[What you should do]:
Run through the records and show each line that includes the string "hair".

[The data]:
* * *

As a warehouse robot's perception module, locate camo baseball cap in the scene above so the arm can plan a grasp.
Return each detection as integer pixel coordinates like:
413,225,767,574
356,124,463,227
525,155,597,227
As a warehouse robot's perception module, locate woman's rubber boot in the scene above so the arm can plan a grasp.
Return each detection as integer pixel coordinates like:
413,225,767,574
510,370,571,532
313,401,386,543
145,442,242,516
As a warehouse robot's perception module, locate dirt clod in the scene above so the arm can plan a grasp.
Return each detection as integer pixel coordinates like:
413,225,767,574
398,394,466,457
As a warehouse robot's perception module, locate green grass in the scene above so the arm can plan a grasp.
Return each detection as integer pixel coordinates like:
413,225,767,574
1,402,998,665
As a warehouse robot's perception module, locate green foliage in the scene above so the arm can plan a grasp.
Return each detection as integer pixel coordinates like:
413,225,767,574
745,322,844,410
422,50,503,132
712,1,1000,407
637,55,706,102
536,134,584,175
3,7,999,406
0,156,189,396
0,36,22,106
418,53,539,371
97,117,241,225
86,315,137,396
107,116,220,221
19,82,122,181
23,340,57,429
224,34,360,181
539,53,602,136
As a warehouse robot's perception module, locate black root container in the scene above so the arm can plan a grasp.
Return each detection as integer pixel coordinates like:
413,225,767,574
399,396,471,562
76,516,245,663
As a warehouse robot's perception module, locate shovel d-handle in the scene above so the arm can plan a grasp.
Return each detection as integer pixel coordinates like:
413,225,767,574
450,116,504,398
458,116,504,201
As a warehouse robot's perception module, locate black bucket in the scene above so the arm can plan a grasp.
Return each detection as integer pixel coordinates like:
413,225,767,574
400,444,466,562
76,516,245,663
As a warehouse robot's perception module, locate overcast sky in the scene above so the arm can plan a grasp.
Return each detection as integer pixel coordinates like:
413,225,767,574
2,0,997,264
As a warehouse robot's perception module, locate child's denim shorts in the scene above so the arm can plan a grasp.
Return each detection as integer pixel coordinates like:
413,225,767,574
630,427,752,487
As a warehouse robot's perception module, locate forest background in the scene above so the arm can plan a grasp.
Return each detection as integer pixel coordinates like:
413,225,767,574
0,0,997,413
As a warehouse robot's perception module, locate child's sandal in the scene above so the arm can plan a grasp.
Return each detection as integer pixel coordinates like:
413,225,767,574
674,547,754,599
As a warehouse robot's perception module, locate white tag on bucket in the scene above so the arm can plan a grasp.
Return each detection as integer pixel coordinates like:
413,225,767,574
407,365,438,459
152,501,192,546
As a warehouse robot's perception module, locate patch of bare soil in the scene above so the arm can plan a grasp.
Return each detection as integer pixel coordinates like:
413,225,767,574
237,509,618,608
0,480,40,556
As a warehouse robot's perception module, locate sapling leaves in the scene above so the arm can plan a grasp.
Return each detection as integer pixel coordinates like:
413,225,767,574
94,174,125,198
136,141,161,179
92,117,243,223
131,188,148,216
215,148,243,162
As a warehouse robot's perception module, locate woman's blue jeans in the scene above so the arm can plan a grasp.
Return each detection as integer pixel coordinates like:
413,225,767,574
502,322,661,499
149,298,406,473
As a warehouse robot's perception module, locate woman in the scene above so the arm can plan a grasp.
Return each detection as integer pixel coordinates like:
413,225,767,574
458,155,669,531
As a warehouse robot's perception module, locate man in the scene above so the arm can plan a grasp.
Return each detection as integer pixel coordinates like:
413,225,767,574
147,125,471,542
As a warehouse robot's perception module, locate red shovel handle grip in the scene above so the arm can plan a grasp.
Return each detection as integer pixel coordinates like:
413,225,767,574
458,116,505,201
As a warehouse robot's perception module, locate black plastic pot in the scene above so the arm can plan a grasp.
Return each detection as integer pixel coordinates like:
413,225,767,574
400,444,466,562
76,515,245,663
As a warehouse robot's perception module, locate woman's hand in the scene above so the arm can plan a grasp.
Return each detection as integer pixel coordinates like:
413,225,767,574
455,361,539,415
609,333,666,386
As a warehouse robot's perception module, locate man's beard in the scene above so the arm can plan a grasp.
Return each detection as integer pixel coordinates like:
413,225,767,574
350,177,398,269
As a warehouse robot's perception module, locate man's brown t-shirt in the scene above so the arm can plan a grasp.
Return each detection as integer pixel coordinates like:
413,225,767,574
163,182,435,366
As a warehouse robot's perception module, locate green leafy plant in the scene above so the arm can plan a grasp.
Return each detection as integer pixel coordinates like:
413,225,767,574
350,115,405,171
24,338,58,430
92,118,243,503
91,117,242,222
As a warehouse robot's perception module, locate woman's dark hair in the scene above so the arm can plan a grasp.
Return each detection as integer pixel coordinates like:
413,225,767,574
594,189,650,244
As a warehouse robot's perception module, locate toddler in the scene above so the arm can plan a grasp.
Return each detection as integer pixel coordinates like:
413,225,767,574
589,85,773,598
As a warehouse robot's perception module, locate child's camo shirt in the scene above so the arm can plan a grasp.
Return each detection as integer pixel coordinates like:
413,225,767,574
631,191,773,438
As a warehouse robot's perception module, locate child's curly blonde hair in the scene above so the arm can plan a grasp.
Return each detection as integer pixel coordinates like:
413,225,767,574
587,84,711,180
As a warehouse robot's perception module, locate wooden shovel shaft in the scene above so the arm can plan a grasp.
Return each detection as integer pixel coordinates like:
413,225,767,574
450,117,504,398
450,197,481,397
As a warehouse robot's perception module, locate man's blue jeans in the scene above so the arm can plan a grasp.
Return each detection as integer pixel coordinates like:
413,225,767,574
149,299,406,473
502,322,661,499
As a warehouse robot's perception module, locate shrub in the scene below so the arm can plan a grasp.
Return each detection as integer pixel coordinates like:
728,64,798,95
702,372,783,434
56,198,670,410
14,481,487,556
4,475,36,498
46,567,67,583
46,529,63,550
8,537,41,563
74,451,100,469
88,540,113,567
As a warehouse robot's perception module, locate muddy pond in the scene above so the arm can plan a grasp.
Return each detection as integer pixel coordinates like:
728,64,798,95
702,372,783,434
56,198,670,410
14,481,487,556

* * *

[Reply]:
As a warehouse robot's perception module, locate woman's dark hair in the scene above so the arm can plan a grasp.
As a warehouse robot's perception module, locate child's curly blonde hair in the scene above so the arm can plan a grasp.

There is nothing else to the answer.